### About this exercise
Please state the number of lines in the records below that contain the string "Point", and nothing further.

### Records for the task

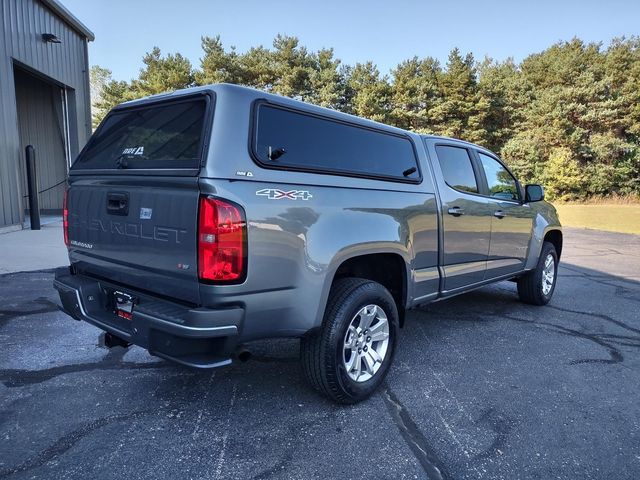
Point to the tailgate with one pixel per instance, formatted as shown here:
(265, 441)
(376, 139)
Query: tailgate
(137, 231)
(133, 196)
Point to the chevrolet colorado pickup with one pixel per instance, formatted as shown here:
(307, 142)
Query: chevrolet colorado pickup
(200, 220)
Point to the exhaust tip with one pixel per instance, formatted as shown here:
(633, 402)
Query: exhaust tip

### Exercise result
3